Texto de la página:
Ya no se suele usar sombrero a diario, como se llevaba en los años gloriosos de la época de oro del toreo. Sin embargo, hoy, más de algún buen aficionado, se hubiese destocado delante de Arturo Saldívar, y en la vuelta al ruedo le rendiría honores para decirle: ¡Saldívar, chapó! Qué tarde tan buena y torera echó hoy en Aguascalientes, donde cortó dos orejas y salió a hombros con todas las de la ley.
Y es que desde que se abrió de capote, hasta la estocada al toro del triunfo, Saldívar pisó con mucha autoridad el ruedo de la monumental de su tierra, seguro de sí mismo, con el brillo de la ilusión en la mirada, y esa mentalización del que sabe que tiene raza y no quiere dejar ganar la pelea en el ruedo ni en los despachos.
Así que con esta actuación seguramente regresará pronto a este coso, aquí donde, por derecho propio, ha tenido otros triunfos importantes a lo largo de los años, al que se viene a sumar el de esta tarde en la que dio la impresión de haber recordado su sólida formación en España, de la mano de Juan Cubero y Antonio Pedrosa, con el apoyo de Julio Esponda, que hoy hubiera estado muy orondo y rebosante de felicidad, convencido de que aquel magnífico sueño de Tauromagia Mexicana sí que valió la pena.
Si la valiente faena al primer toro de su lote, tan flojo como dócil, había tenido mucho pulso a pesar del viento, algo que no es fácil de conseguir en el toreo, la del quinto, de nombre "Surrealismo Geométrico", en honor del pintor Rafael Sánchez de Icaza, rayó a gran nivel a pesar de que el toro de San Isidro no acabó de humillar.

Consignas del ejercicio:
1 > Transcribe de la crónica taurina todo lo que va desde "Así que con" hasta "valió la pena.", sin cambiar nada.
2 > Según la crónica taurina, ¿cómo se llamaba el quinto toro?
3 > Prosigue la crónica de la tarde de Arturo Saldívar en Aguascalientes a partir de la última oración que aparece.

Entradas de datos:
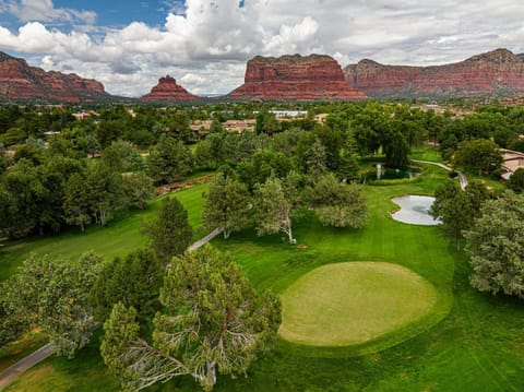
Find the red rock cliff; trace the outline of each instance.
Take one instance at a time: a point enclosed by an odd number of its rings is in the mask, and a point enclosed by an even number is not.
[[[0,52],[0,96],[11,99],[44,99],[62,103],[92,102],[108,96],[95,80],[29,67],[23,59]]]
[[[366,96],[352,88],[341,66],[329,56],[255,57],[248,61],[245,83],[233,91],[235,99],[357,100]]]
[[[383,66],[361,60],[345,68],[349,84],[369,96],[481,96],[524,91],[524,58],[507,49],[433,67]]]
[[[190,102],[200,99],[198,96],[188,93],[186,88],[177,84],[177,81],[167,75],[158,80],[158,84],[151,90],[150,94],[144,95],[143,100],[169,100],[169,102]]]

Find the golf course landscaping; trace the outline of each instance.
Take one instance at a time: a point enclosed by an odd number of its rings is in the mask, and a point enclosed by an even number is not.
[[[330,228],[312,212],[294,222],[297,245],[279,235],[234,233],[213,246],[229,251],[259,289],[281,295],[274,349],[248,377],[219,377],[216,391],[522,391],[524,307],[480,294],[468,283],[465,253],[436,226],[395,222],[392,198],[431,195],[446,173],[425,166],[413,182],[366,186],[362,229]],[[201,227],[204,186],[175,193]],[[106,261],[145,243],[141,222],[158,202],[107,228],[8,243],[5,278],[32,251],[76,258],[95,249]],[[201,231],[200,231],[201,233]],[[204,233],[199,234],[202,236]],[[7,391],[118,391],[99,352],[100,331],[75,359],[52,357]],[[151,391],[198,391],[189,377]]]
[[[429,282],[397,264],[323,265],[283,293],[279,334],[312,346],[362,344],[422,318],[436,298]]]

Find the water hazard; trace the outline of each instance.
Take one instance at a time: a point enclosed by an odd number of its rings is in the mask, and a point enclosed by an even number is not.
[[[436,226],[441,223],[429,213],[434,198],[408,194],[391,200],[401,207],[392,214],[395,221],[422,226]]]

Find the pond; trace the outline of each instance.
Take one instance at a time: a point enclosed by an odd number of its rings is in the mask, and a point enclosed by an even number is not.
[[[417,171],[413,167],[406,169],[390,169],[383,166],[383,164],[376,164],[377,169],[372,171],[365,173],[362,175],[362,182],[369,183],[378,180],[397,180],[403,178],[414,178],[420,175],[420,171]]]
[[[431,209],[434,198],[408,194],[393,198],[391,201],[401,207],[391,214],[395,221],[422,226],[437,226],[441,223],[440,219],[433,219],[429,214],[429,209]]]

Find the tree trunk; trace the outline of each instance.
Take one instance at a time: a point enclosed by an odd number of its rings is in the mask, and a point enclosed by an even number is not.
[[[293,229],[291,229],[291,218],[288,216],[286,217],[286,226],[287,226],[287,237],[289,239],[290,245],[295,245],[297,241],[293,238]]]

Resultados del ejercicio:
1 >
Así que con esta actuación seguramente regresará pronto a este coso, aquí donde, por derecho propio, ha tenido otros triunfos importantes a lo largo de los años, al que se viene a sumar el de esta tarde en la que dio la impresión de haber recordado su sólida formación en España, de la mano de Juan Cubero y Antonio Pedrosa, con el apoyo de Julio Esponda, que hoy hubiera estado muy orondo y rebosante de felicidad, convencido de que aquel magnífico sueño de Tauromagia Mexicana sí que valió la pena.

2 > Se llamaba "Surrealismo Geométrico".

3 >
Pero esas nobilísimas embestidas en manos de Saldívar fueron caricia, con unos naturales tersos, sentidos, girando en los talones, así como esas eternas dosantinas en las que se enroscó al toro por la faja toreando con precisión, largueza y ritmo. Y las dos increíbles arrucinas ligadas en un palmo, impecables por ceñidas y artísticas. Vamos, todo un lujo en el toreo fundamental y también en los adornos, alentado por un público que no tardó en comprender que aquel torero venía a dar de qué hablar. Y vaya que lo consiguió.
Una estocada perpendicular, casi entera, fue suficiente para rematar una faena inventada al calor de la entrega, que en su primer toro se había traducido en una fea voltereta de la que se levantó para volver a expresarse sin cortapisa, libre y decidido como en sus mejores días, y con la ilusión de querer reverdecer viejos lauros.
La vuelta al ruedo fue lenta, saboreada, bebiendo de las botas de vino que le arrojaron, convencido de que, después de sobreponerse a la adversidad, con menos contratos que en otros años, ahí había un torero ansioso de volver a estar en candelero... pero con irrefutables argumentos.
Motivado por el buen momento que atraviesa, y consciente de que le urge un triunfo que llame la atención, Fermín Espinosa "Armillita" no se quiso quedar atrás y tuvo que hacer un gran esfuerzo por agradar y convencer delante de un lote deslucido y flojo a decir basta. Pero se tuvo fe, y se puso en el sitio con arrojo, siempre bien colocado para ver si, en algún momento dado, conseguía robarle, literalmente, algún detalle de calidad a sus toros, y así fue como logró trazar muletazos sueltos de esa calidad tan propia de su distinguida dinastía.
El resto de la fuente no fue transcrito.